Records for the task:
%%

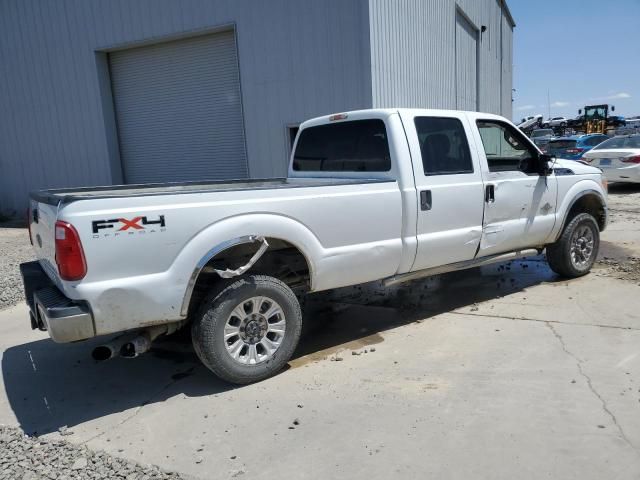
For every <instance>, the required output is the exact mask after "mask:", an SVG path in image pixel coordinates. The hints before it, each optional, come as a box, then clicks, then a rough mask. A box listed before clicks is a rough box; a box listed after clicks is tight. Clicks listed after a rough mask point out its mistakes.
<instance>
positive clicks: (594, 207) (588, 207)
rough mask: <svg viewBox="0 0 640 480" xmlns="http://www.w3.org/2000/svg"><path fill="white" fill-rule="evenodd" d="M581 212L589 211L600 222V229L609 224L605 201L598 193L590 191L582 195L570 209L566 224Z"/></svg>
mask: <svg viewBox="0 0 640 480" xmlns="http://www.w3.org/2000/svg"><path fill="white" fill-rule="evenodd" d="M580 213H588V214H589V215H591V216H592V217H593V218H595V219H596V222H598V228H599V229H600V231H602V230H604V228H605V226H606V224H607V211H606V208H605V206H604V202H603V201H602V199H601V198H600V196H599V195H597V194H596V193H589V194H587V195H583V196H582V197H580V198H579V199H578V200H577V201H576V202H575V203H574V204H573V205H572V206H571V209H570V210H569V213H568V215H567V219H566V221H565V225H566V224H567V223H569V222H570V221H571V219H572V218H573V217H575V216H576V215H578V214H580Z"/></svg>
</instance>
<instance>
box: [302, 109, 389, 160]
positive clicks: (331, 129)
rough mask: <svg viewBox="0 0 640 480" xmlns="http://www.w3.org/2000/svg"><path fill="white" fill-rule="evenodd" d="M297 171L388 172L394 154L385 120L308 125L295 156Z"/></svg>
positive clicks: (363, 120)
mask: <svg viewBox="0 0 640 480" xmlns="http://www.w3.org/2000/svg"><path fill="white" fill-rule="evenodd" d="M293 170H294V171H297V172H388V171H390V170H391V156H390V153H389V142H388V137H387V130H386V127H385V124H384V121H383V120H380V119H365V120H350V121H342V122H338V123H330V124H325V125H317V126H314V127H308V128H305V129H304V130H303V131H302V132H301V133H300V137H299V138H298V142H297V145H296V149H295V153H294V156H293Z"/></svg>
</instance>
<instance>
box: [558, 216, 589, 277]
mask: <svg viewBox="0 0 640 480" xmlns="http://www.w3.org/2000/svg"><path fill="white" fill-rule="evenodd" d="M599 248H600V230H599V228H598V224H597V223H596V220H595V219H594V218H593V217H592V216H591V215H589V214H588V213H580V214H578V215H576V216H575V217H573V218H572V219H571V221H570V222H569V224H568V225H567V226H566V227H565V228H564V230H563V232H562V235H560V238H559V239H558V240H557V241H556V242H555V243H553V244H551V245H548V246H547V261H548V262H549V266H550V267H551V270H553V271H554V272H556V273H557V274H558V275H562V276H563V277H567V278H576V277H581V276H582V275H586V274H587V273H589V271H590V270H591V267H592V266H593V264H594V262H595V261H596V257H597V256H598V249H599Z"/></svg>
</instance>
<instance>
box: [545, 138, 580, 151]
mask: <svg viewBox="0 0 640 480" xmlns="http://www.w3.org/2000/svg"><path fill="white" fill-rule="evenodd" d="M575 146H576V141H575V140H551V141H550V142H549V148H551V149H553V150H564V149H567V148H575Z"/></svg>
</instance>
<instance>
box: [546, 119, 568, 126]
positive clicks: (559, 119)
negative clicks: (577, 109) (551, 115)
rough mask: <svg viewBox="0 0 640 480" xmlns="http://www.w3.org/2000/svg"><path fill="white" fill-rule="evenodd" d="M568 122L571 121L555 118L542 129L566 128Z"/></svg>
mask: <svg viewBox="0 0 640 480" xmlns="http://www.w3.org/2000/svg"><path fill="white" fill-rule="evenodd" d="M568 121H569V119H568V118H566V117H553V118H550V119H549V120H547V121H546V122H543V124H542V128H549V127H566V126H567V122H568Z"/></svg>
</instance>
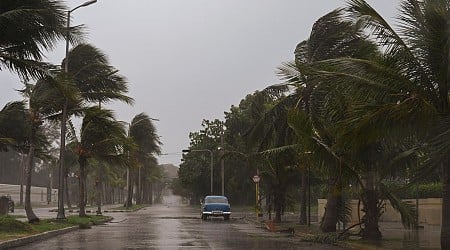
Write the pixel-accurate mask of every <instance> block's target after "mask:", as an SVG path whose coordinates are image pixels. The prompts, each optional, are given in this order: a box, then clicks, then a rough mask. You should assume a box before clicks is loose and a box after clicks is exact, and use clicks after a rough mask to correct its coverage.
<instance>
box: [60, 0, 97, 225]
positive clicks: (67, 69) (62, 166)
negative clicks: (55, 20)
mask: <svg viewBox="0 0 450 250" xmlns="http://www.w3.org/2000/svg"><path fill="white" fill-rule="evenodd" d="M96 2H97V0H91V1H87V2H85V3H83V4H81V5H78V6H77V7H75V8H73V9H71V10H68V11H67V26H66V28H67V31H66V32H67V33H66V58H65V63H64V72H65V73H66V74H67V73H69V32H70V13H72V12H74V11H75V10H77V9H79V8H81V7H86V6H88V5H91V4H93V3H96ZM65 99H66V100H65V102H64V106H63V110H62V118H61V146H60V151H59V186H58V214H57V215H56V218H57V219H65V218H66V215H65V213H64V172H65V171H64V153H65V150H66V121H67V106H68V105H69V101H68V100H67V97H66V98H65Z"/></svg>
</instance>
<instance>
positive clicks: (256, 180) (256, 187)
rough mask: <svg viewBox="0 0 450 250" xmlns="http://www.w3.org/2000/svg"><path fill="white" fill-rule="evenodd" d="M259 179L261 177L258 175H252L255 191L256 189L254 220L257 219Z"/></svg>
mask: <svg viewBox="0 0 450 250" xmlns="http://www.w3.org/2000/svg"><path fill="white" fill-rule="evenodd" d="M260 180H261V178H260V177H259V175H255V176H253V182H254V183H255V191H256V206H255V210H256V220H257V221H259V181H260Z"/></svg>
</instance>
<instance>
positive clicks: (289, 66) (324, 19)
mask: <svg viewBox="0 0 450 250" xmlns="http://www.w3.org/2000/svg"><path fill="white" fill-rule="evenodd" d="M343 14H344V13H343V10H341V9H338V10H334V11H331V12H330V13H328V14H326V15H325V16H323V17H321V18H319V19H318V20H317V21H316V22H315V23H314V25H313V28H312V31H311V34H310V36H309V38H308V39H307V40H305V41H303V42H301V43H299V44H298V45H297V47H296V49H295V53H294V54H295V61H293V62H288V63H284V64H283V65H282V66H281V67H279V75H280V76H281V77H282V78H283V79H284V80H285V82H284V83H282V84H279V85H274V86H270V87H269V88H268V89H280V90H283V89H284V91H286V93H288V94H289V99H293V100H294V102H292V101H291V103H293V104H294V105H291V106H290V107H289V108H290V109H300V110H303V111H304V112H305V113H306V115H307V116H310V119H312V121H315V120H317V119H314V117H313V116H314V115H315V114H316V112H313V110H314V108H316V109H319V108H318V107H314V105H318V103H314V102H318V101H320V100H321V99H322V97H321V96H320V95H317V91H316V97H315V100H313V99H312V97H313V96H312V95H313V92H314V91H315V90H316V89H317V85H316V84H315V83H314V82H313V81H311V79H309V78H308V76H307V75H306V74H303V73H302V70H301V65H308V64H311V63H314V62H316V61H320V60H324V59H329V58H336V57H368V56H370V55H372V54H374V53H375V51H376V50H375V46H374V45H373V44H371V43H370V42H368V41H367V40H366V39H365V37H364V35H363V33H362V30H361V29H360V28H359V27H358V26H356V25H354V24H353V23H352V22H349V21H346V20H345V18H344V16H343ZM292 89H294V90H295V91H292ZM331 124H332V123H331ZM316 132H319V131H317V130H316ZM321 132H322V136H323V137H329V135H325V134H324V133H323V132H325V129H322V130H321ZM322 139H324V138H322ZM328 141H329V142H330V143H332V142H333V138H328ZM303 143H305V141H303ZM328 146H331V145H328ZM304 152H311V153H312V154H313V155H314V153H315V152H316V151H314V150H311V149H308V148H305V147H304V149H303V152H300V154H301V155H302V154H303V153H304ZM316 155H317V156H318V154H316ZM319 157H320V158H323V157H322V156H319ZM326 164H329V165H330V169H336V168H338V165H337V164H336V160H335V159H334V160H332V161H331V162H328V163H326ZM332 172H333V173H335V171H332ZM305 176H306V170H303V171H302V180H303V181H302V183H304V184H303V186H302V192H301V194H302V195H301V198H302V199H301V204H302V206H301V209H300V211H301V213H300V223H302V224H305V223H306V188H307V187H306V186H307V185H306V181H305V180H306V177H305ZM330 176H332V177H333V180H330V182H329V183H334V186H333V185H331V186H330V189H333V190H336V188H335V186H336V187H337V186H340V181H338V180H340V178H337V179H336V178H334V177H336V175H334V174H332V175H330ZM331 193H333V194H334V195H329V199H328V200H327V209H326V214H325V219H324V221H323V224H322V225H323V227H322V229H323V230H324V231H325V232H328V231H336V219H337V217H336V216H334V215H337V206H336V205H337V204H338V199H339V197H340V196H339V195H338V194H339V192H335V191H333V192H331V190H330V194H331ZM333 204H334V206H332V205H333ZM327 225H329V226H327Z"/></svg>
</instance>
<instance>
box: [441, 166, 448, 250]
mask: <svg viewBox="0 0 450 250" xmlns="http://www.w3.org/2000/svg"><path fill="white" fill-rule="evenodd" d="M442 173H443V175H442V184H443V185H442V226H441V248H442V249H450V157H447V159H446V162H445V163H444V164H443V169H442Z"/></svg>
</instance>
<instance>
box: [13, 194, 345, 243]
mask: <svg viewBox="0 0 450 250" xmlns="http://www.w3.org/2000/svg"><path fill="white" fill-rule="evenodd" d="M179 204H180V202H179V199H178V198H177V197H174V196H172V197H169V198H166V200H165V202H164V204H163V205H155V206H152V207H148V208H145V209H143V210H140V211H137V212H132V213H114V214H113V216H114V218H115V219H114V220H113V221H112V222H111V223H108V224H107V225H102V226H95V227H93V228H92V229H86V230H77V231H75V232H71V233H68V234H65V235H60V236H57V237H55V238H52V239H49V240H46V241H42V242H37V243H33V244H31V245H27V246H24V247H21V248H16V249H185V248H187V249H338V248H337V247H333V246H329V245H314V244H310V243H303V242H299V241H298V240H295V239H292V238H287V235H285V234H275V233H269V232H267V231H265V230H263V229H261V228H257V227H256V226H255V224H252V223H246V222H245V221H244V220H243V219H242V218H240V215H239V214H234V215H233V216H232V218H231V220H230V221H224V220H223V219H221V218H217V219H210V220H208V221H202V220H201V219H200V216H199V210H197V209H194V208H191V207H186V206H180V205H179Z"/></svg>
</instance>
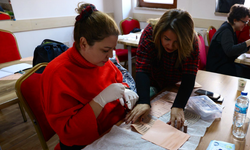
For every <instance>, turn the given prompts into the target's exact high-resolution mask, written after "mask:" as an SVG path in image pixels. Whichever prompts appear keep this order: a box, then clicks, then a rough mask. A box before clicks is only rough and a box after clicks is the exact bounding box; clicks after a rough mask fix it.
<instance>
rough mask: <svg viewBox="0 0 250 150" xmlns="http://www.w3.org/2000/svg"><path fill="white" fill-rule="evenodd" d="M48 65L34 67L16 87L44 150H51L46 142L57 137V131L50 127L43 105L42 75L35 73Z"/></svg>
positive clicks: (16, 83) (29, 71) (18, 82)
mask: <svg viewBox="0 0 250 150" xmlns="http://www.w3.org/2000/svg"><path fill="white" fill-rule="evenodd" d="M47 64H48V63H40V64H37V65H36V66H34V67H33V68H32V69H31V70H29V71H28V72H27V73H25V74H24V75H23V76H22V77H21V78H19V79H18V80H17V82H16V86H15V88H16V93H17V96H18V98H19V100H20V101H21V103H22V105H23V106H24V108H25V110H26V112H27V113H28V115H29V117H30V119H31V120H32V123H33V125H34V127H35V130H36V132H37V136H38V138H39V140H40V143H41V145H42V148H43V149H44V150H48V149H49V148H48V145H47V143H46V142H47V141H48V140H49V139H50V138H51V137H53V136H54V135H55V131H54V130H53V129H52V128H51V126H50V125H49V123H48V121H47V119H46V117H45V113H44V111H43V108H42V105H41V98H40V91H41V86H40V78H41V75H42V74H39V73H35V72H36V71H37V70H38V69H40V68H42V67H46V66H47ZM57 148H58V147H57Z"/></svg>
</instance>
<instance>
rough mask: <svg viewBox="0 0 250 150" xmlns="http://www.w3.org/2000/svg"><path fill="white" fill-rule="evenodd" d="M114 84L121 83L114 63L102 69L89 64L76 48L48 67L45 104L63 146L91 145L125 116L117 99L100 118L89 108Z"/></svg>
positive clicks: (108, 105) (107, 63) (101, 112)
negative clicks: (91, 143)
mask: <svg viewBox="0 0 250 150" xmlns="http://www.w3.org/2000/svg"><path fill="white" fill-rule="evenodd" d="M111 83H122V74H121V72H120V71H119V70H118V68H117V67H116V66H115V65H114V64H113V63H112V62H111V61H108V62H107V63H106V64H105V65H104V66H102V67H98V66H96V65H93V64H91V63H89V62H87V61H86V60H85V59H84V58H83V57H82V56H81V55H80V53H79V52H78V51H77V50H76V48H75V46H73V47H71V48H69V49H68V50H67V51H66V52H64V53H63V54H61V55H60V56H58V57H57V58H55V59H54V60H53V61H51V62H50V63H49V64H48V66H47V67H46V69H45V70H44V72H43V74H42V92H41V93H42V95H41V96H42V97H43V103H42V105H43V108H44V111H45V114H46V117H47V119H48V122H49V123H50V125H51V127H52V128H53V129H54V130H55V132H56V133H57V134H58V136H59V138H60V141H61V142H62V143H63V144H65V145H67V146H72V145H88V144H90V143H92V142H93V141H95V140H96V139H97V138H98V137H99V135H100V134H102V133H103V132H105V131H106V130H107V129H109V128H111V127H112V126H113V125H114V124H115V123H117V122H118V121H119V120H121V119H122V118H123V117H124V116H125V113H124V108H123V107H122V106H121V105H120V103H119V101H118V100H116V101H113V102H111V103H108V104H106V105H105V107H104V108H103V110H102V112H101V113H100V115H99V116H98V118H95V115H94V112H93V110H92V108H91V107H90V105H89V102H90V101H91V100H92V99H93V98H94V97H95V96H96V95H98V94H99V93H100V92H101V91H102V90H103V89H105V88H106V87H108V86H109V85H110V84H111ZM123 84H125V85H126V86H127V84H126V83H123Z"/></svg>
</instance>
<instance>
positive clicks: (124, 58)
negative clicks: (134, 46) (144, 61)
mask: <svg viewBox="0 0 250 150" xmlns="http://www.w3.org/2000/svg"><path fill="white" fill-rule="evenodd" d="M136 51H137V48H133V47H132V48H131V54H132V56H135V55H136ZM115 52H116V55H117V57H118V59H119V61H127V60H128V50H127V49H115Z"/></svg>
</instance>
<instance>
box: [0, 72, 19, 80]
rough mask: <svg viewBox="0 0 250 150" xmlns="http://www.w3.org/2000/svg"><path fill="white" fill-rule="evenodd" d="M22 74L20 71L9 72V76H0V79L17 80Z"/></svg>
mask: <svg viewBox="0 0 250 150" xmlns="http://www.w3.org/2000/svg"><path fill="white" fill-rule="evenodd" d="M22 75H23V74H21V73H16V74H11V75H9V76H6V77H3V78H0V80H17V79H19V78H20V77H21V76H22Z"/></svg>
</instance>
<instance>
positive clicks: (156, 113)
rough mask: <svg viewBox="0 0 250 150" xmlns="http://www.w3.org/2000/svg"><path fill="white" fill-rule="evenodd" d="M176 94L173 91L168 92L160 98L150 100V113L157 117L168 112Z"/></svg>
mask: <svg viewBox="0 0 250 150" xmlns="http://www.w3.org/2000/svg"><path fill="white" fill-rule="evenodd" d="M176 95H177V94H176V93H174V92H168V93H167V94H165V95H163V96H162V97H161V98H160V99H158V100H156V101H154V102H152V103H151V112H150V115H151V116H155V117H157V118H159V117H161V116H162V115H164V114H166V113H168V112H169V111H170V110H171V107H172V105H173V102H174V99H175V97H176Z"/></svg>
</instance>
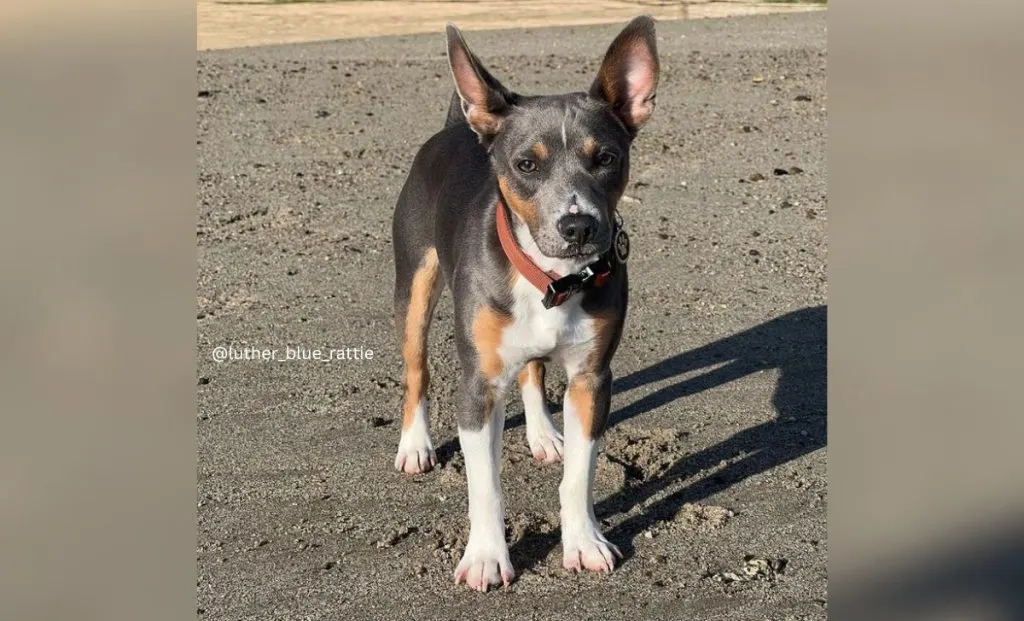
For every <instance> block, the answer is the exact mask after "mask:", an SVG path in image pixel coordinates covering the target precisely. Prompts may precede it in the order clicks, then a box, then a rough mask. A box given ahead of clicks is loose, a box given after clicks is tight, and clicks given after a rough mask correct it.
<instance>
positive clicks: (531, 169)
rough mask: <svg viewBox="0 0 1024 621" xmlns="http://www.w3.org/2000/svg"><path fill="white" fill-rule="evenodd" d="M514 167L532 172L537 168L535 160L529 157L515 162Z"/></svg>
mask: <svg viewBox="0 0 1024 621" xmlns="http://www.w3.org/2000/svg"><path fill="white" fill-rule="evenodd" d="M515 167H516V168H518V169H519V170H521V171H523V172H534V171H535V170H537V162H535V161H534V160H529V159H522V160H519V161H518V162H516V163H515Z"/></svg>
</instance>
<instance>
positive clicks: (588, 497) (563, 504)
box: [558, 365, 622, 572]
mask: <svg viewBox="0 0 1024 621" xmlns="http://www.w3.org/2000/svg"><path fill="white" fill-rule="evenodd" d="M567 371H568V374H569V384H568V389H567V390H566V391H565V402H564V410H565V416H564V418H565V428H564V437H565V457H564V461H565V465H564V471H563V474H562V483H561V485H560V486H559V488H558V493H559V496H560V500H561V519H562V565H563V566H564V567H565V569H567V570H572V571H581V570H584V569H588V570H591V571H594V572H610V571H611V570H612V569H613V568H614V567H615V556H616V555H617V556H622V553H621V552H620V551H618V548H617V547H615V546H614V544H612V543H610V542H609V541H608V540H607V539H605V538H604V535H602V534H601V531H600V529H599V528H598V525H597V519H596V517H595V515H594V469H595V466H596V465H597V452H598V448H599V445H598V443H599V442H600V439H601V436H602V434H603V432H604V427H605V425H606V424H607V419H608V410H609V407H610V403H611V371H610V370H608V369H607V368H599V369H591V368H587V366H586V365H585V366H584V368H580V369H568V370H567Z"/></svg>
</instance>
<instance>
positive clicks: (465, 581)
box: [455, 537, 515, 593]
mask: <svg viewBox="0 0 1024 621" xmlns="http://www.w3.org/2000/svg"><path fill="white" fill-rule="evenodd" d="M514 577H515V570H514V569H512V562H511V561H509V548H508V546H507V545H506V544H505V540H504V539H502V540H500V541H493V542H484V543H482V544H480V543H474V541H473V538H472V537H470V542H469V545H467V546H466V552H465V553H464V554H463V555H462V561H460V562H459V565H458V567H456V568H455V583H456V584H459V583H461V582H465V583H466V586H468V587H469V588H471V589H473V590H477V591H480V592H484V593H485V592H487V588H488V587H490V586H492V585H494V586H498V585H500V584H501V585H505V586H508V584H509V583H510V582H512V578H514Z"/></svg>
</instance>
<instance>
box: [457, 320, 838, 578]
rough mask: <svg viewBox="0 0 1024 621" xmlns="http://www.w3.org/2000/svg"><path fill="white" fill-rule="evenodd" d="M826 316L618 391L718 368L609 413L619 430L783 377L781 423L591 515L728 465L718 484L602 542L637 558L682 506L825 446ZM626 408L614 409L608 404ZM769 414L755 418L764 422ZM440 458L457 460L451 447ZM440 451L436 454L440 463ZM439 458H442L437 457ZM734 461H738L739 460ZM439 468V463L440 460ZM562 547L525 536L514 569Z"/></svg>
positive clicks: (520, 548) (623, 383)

%%

Problem:
Please extract every line of the listing above that contains the string "block". Case counts, so match only lines where it appears with this exact capitalization.

Solution to the exercise:
Write the pixel-accurate mask of every <instance> block's target after "mask:", as an SVG path whose coordinates are image pixels. The prompts, each optional, are given in this order: a box, then clicks, then a rough mask. You should assume a box before clicks is loose and a box after clicks is exact, and use clicks after a rough mask to correct its coverage.
For every <instance> block, the answer is the exact mask after "mask:", an SVG path in image pixel coordinates covering the target precisely. Prompts may precede it in the order clicks, then a box, then a rough mask. A box given ahead of clicks is loose, a box given after clicks is tight, and clicks given after a rough mask correct it.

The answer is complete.